§ **EXERCISE DESCRIPTION**:
Copy the material below word for word, from the line with "Point out the orange" up to and including the line with "(1062, 419)", and output nothing else.

§ **RECORDS FOR THE TASK**:
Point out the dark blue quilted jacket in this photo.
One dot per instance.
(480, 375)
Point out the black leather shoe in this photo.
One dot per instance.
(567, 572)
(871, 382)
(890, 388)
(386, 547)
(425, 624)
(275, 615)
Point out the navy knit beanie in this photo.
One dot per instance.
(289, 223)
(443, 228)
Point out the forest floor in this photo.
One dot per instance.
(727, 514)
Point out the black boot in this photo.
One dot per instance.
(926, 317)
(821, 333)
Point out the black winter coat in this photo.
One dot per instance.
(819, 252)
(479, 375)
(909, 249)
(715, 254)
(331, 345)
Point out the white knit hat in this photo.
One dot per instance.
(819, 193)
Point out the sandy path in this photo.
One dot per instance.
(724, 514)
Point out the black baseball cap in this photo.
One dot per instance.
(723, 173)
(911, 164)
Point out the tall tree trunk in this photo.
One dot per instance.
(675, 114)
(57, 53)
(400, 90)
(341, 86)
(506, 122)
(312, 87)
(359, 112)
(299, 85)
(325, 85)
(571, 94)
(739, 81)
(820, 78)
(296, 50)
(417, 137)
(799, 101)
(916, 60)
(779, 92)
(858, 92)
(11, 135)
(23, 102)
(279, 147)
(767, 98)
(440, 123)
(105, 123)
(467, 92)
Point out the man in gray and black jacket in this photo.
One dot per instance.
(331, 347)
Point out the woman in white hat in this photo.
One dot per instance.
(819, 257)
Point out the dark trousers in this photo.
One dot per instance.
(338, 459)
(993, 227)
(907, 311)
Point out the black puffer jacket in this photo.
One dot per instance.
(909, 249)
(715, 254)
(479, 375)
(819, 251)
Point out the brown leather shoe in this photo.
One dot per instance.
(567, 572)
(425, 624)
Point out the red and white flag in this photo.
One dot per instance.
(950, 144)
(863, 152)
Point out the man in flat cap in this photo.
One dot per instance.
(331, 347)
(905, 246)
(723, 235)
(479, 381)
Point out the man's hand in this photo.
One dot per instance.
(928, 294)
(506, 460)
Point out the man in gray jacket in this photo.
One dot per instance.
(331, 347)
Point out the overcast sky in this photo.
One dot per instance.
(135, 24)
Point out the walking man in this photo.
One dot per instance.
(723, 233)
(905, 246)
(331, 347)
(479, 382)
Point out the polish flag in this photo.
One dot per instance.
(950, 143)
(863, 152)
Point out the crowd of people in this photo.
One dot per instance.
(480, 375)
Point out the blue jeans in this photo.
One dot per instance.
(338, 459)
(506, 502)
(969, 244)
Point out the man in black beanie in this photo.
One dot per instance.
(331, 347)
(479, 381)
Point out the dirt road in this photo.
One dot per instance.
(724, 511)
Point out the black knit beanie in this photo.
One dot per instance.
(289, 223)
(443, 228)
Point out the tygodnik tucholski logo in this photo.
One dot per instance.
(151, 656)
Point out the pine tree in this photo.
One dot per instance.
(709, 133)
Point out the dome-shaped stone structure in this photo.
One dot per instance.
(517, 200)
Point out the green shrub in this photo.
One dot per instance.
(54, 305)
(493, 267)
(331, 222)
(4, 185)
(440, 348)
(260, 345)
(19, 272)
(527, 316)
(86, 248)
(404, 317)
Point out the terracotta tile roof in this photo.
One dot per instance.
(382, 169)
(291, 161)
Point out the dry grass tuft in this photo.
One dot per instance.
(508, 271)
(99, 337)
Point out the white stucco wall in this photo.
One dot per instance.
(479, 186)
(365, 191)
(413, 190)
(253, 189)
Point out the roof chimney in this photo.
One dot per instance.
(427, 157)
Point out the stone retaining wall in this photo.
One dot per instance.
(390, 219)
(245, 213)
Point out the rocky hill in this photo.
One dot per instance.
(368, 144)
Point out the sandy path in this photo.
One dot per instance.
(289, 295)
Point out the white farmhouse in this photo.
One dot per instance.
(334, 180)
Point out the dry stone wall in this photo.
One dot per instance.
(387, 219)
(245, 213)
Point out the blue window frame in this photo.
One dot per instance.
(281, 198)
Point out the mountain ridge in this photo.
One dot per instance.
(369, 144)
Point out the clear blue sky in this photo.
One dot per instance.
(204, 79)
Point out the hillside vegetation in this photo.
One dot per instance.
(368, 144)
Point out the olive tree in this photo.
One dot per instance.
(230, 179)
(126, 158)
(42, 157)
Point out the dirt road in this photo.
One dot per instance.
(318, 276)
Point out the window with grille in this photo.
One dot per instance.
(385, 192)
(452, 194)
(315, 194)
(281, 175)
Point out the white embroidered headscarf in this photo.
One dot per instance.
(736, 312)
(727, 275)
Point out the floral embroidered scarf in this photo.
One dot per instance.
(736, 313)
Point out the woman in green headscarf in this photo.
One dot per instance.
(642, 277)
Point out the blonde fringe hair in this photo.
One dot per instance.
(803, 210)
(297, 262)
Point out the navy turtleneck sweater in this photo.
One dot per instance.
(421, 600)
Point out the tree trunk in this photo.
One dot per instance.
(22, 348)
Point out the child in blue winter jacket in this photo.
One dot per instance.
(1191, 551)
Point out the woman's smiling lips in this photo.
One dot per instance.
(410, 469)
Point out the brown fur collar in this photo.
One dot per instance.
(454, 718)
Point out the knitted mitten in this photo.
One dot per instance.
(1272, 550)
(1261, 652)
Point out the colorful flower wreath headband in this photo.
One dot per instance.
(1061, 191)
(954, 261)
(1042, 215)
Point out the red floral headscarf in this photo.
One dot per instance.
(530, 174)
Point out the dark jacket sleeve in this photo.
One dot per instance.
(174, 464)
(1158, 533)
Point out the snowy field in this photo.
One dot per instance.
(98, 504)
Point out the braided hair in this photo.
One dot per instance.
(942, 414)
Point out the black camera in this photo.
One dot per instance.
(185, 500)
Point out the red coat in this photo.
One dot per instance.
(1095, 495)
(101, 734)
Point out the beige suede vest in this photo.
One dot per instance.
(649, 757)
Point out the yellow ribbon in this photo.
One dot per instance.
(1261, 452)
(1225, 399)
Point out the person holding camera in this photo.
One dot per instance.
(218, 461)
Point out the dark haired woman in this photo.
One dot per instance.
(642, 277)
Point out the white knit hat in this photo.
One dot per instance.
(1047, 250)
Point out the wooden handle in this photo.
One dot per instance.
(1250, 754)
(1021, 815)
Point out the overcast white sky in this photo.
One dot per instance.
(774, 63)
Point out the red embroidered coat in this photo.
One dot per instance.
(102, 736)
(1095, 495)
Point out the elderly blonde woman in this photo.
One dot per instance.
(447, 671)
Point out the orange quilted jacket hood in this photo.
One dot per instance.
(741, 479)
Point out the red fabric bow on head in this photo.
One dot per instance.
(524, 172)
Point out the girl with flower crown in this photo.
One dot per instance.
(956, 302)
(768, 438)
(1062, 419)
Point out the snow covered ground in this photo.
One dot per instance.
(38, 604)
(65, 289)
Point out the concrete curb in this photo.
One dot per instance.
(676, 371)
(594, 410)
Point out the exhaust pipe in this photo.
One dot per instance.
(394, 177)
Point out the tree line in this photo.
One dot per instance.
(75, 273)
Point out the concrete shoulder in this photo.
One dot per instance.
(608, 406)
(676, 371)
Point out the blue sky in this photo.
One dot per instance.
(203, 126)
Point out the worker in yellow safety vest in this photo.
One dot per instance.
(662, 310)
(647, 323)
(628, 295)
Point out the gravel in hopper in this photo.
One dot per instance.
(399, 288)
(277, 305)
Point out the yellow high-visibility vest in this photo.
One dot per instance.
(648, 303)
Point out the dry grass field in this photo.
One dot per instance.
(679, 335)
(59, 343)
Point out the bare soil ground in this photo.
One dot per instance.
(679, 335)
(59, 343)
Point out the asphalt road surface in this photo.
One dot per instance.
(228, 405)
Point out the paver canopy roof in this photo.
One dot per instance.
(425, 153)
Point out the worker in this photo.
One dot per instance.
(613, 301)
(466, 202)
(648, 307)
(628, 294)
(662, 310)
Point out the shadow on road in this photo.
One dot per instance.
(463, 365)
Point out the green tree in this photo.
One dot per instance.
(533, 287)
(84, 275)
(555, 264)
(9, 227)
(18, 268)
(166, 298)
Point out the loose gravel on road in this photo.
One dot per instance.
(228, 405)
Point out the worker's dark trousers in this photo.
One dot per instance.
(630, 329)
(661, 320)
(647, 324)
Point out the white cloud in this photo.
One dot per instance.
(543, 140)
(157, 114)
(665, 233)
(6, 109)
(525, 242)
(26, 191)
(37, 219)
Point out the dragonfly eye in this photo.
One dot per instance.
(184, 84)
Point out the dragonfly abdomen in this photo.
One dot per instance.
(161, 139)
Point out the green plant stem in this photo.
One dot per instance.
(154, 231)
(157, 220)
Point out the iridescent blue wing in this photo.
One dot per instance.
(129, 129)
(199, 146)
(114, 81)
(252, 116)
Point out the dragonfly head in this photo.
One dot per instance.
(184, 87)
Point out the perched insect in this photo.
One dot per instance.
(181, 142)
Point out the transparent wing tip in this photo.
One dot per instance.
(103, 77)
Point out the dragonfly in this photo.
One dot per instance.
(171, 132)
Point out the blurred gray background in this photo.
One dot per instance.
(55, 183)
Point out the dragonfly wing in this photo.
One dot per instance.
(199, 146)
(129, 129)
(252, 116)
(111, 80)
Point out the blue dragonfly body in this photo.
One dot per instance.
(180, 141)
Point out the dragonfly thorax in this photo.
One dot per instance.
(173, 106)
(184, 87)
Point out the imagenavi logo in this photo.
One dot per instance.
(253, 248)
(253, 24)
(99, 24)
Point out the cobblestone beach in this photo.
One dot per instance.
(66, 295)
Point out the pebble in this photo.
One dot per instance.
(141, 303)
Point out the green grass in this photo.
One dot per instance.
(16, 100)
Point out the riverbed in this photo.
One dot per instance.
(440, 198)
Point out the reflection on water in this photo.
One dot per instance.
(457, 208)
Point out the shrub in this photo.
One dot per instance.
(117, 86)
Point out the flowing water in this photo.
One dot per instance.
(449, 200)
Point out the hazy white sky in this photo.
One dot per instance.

§ **EXERCISE SOLUTION**:
Point out the orange quilted jacket hood in this photo.
One dot per instance.
(741, 479)
Point out the red fabric bow on head in this photo.
One dot per instance.
(524, 172)
Point out the girl with flower crown in this photo.
One dot per instance.
(956, 302)
(768, 438)
(1062, 419)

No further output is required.